PROVIDED PASSAGE:
September 25, 2015
When you think about gasoline and octane, it might conjure sensations of power and speed. Auto manufacturers have designed compact turbocharged engines for decades that continue to push the boundaries of balancing fuel efficiency with the human desire for horsepower. The quest to do more with less doesn't stop with the combustion equipment beneath the hood. In the past several years, Flint Hills Resources has proven that it's possible to take the same approach with fuel.
After decades of experience in the refining business, Flint Hills Resources acquired its first two ethanol production facilities in Shell Rock and Menlo, Iowa, in 2010 followed by an additional five plants over the next four years.
”Similar to petroleum,” said Sheryl Corrigan, Director of Environmental Health & Safety for Koch Industries, ”the value of ethanol is greater than the products that help create it. From day one, our vision was to get the most from every atom of the corn kernels we process, and operate as safely as possible.”
Ironically, that meant not hitting the gas pedal on production from the start. Instead, the company conducted engineering studies to identify opportunities for improvement. ”We thoroughly evaluated safety, equipment design, reliability and environmental compliance,” noted Corrigan. ”Then we made the necessary upgrades to allow the plants to run at full capacity.”

THE DATA:
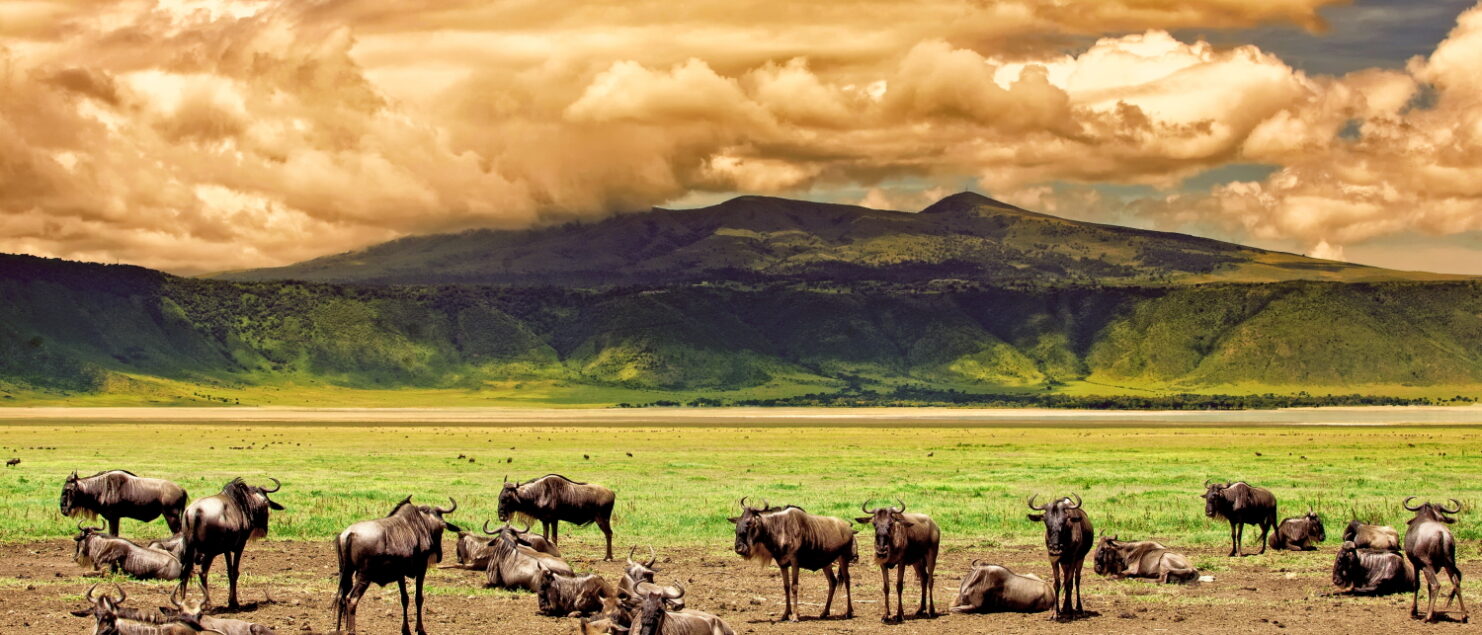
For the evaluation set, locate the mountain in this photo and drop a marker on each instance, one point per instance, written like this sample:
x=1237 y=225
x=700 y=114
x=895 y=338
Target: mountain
x=965 y=236
x=117 y=334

REQUIRED ACTION 1: According to the ethanol article, where were the first two ethanol production facilities that Flint Hills Resources acquired?
REQUIRED ACTION 2: Carry on the ethanol article from the point after Corrigan's remark about upgrades that let the plants run at full capacity.
The records were drawn from a separate source.

TASK RESULT 1: Shell Rock and Menlo, Iowa.

TASK RESULT 2:
Project screener Mike Sticklen was one of the employees who made the transition to Flint Hills Resources when the company purchased the Iowa plants. ”Flint Hills really put their money where their mouth was,” recalls Sticklen. ”There wasn't a second thought about idling production until we got safety and performance to the level that was needed.”
Corrigan agrees that safety is top priority throughout the company. ”That's why one of our first steps was to perform preventive maintenance on all of our tanks,” she explained. “It was an extensive investment, but we were not willing to compromise.”
In addition to safety improvements, the company also installed proprietary process technology at several plants that has been successful at squeezing more ethanol out of every kernel of corn than the facilities’ previous methods. Proteins and oil from the corn that are not required for ethanol production are instead used for animal feed ingredients that the business manufactures.
”We’re creating more resources from corn than what it's capable of providing on its own,” explained Sticklen. ”We're using data to run our plants more efficiently, and bringing science and technology to move the industry forward.”
The company has invested heavily in improving plant reliability and increasing production capacity. As further proof of its commitment to creating value, Sticklen points to Flint Hills Resources’ current efforts in Beatrice, Nebraska.
Through a joint venture with Benefuel, Inc., the Duonix Beatrice biodiesel plant will soon flip the switch on the first commercial-scale use of an innovative technology that expands the range of feedstocks available to make biofuel. The use of lower cost feedstocks, such as fats and used vegetable oil, may help improve the cost-competitiveness of biodiesel production.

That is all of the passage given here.